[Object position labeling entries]
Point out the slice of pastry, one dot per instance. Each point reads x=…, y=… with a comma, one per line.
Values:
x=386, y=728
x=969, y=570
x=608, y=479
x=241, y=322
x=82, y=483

--- WRITTEN PROBLEM ---
Reproduce every line of the records above verbatim, changing nothing.

--- SOLUTION BELOW ---
Point out the slice of pastry, one dot per instance. Each point reads x=…, y=… with a comma, one per line.
Values:
x=386, y=728
x=969, y=570
x=608, y=479
x=241, y=322
x=82, y=483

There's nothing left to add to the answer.